What you should do » In the Chinese remainder theorem passage below, rewrite the span between "Theorem 7 (Chinese" and "each prime power.", inclusive, with "random" changed to "uniform" throughout.

Text passage »
------------------------------

The formal statement, which we include for completeness, is:

Theorem 7 (Chinese remainder theorem)

Let {p_1}, {p_2}, \dots, {p_m} be distinct primes, and {e_i \ge 1} integers. Then there is a ring isomorphism given by the natural projection

\displaystyle \mathbb Z/n \rightarrow \prod_{i=1}^m \mathbb Z/p_i^{e_i}.

In particular, a random choice of {x \pmod n} amounts to a random choice of {x} mod each prime power.

For an example, in the following table we see the natural bijection between {x \pmod{15}} and {(x \pmod 3, x \pmod 5)}.

------------------------------

Data excerpts »
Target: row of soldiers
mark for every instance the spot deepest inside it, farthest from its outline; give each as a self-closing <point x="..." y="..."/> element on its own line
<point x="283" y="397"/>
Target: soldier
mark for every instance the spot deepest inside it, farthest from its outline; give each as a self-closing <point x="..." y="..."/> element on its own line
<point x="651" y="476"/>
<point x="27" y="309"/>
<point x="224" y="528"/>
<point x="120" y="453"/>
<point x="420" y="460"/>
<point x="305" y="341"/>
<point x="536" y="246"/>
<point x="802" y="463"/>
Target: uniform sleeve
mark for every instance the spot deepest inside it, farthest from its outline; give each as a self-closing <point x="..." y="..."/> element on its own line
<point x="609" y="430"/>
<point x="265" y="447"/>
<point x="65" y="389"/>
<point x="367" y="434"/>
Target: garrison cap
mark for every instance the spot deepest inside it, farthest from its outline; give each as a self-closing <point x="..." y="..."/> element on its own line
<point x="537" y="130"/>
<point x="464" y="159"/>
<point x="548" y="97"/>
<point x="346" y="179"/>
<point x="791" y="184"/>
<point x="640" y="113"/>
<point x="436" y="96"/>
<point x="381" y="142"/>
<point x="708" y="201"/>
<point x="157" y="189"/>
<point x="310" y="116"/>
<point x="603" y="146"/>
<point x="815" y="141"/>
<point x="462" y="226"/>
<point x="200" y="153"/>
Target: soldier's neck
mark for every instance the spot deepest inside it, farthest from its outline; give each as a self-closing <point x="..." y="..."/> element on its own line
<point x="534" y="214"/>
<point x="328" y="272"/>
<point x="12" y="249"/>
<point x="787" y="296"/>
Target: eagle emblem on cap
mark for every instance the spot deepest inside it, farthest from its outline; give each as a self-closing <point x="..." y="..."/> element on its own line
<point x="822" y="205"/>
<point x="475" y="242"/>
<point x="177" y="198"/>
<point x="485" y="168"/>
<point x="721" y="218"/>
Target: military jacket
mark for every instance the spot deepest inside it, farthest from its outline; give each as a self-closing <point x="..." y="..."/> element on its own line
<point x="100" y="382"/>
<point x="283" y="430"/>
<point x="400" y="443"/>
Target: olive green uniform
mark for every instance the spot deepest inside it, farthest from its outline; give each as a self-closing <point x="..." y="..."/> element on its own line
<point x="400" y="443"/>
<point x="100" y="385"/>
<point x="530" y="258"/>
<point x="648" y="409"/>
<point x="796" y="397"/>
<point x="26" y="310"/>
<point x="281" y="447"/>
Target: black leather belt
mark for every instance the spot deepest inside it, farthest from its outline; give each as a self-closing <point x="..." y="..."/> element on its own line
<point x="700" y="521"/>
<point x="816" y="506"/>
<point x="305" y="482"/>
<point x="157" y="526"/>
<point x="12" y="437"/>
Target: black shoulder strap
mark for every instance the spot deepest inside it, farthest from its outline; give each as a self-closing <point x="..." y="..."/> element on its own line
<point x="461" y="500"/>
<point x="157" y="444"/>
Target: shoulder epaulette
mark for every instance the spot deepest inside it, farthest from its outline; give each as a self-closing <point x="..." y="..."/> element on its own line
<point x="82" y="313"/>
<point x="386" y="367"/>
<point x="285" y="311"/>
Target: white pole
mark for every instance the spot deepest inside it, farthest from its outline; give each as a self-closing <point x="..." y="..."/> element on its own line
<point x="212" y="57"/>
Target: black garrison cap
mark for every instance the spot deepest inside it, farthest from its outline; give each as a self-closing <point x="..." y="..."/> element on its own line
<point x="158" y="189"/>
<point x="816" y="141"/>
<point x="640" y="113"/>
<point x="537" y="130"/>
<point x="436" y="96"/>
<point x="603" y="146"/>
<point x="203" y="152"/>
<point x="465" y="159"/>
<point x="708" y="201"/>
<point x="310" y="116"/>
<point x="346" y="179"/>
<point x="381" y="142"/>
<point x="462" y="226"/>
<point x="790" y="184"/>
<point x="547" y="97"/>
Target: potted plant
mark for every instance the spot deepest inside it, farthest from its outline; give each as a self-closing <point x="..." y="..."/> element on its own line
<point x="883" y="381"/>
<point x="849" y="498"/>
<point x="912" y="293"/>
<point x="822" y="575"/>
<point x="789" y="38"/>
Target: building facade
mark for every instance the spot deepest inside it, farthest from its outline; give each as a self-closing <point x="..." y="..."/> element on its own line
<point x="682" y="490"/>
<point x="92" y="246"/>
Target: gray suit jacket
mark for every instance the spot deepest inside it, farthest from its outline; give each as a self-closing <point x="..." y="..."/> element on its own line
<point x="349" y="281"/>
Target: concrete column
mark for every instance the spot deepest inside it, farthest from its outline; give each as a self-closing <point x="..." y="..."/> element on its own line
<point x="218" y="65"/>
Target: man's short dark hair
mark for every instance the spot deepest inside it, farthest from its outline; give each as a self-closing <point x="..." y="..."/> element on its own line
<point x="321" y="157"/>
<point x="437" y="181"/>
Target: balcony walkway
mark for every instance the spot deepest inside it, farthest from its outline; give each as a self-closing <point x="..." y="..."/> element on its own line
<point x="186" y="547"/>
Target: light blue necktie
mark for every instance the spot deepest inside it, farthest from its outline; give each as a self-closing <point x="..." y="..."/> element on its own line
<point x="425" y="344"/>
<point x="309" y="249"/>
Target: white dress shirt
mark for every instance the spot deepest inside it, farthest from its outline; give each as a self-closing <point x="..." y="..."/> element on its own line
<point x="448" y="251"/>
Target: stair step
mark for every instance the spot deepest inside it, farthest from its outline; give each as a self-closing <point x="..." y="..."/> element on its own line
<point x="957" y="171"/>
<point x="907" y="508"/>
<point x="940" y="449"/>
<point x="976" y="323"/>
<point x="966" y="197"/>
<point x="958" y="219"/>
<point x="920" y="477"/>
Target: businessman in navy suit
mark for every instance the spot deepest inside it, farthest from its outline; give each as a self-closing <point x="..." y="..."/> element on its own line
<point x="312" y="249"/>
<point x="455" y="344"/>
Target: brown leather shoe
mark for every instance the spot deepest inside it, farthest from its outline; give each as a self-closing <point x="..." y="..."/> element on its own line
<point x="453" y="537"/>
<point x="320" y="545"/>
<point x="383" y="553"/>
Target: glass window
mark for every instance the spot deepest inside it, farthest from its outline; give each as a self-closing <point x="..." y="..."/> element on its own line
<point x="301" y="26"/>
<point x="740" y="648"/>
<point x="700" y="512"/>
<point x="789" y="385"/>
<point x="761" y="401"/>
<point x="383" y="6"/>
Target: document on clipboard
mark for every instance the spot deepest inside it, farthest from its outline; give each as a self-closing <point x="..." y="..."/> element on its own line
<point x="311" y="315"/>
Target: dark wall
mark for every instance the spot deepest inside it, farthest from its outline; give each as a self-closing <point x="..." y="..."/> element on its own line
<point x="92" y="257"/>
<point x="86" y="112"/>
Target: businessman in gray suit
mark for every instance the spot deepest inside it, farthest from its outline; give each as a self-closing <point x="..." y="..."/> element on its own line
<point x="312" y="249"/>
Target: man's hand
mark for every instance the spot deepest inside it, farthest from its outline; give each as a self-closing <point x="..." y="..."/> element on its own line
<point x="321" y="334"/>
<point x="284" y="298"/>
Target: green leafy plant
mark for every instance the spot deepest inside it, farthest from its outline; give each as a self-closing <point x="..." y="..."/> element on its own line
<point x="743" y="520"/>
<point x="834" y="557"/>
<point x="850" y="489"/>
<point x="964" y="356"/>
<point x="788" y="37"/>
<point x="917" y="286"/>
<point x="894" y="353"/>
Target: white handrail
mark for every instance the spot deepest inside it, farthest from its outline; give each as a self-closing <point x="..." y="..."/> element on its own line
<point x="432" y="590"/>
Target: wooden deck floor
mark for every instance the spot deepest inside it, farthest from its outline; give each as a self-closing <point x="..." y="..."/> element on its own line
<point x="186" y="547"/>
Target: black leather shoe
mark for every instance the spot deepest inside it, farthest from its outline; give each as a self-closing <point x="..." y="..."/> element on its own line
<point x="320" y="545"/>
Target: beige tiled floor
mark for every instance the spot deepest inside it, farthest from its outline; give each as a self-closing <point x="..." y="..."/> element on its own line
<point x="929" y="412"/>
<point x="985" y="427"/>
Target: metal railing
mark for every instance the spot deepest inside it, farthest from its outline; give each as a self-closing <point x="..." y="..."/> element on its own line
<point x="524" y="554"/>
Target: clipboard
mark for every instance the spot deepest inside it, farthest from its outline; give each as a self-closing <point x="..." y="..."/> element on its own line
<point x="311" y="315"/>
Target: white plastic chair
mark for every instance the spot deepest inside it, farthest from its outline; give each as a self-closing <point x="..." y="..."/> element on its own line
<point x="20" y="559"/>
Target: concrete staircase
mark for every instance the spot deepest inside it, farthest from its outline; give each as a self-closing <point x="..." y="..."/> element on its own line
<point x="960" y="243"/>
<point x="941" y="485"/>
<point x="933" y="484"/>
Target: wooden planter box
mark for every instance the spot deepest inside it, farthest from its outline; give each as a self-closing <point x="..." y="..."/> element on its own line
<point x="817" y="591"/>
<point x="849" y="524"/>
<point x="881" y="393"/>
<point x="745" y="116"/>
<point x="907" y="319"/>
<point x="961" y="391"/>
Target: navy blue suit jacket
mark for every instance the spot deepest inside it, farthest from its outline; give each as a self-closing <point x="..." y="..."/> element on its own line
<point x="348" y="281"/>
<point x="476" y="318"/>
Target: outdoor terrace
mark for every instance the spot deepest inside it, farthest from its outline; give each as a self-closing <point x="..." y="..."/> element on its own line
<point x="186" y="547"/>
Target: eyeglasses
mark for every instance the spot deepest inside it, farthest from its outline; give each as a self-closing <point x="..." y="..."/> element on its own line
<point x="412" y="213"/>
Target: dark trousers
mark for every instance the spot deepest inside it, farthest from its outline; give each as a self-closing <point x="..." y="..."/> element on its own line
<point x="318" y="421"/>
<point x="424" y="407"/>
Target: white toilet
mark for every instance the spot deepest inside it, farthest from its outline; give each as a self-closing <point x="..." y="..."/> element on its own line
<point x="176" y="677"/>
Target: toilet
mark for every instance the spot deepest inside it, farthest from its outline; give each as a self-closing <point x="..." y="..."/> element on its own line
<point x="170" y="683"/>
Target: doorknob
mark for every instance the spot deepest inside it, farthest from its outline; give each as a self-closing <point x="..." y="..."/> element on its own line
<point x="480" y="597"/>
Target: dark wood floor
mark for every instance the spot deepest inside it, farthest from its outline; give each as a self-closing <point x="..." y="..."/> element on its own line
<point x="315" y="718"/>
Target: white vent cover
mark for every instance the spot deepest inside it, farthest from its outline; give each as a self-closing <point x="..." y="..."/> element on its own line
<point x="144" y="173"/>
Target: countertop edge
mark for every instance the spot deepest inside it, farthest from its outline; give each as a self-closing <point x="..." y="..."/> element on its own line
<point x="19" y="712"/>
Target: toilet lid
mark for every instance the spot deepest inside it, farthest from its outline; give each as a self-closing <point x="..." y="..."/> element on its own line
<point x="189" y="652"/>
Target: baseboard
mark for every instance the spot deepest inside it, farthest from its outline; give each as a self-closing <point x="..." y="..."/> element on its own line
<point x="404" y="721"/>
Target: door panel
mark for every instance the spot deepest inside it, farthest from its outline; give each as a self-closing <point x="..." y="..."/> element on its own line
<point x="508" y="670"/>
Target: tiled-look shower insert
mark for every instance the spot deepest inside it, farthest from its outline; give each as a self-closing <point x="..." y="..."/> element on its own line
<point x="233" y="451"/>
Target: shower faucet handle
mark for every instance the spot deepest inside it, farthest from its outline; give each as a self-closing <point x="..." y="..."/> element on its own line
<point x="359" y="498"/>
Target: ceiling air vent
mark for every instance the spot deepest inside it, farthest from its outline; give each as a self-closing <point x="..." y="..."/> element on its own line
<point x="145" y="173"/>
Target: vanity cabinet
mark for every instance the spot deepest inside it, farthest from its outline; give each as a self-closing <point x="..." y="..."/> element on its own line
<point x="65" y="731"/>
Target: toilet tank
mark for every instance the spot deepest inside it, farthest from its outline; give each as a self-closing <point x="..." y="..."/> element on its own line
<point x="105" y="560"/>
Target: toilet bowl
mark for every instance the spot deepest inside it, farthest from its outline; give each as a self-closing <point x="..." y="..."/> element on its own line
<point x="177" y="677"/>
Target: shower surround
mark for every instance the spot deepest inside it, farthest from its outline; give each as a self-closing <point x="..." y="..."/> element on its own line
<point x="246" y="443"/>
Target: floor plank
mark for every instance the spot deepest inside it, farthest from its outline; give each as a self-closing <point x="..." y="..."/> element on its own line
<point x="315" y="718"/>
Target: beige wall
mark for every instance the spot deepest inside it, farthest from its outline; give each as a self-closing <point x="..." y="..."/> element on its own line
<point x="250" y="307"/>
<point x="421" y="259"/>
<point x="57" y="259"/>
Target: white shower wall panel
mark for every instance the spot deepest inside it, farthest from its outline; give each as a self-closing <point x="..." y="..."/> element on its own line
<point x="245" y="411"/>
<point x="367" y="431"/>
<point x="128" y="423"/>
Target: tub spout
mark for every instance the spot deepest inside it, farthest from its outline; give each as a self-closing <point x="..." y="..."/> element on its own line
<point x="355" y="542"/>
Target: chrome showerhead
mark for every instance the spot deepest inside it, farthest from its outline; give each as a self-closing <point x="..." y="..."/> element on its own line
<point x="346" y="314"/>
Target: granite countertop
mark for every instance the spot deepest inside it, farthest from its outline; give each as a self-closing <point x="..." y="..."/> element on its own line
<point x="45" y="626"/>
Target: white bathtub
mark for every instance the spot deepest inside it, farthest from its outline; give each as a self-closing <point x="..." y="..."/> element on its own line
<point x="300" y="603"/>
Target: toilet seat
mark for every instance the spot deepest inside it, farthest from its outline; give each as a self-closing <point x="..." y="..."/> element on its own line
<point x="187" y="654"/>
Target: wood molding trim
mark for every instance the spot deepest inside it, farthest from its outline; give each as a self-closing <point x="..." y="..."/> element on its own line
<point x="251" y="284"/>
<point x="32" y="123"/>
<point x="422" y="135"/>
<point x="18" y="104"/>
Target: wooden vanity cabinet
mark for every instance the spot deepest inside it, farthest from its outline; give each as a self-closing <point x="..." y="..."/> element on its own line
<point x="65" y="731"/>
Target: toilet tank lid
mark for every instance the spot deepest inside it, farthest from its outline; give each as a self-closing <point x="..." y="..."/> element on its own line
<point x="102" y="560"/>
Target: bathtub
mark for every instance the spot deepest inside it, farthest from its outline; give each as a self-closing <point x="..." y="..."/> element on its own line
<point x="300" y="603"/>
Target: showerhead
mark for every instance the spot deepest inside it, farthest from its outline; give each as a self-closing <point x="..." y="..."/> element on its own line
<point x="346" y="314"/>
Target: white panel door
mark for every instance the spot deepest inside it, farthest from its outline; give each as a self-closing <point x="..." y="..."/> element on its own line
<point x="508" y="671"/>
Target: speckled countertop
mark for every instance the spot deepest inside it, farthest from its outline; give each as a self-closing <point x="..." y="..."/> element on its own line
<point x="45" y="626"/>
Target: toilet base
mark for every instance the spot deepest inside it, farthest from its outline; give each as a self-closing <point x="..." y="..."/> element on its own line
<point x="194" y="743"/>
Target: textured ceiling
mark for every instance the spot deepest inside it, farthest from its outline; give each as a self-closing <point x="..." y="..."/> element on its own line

------------------------------

Complete response »
Theorem 7 (Chinese remainder theorem)

Let {p_1}, {p_2}, \dots, {p_m} be distinct primes, and {e_i \ge 1} integers. Then there is a ring isomorphism given by the natural projection

\displaystyle \mathbb Z/n \rightarrow \prod_{i=1}^m \mathbb Z/p_i^{e_i}.

In particular, a uniform choice of {x \pmod n} amounts to a uniform choice of {x} mod each prime power.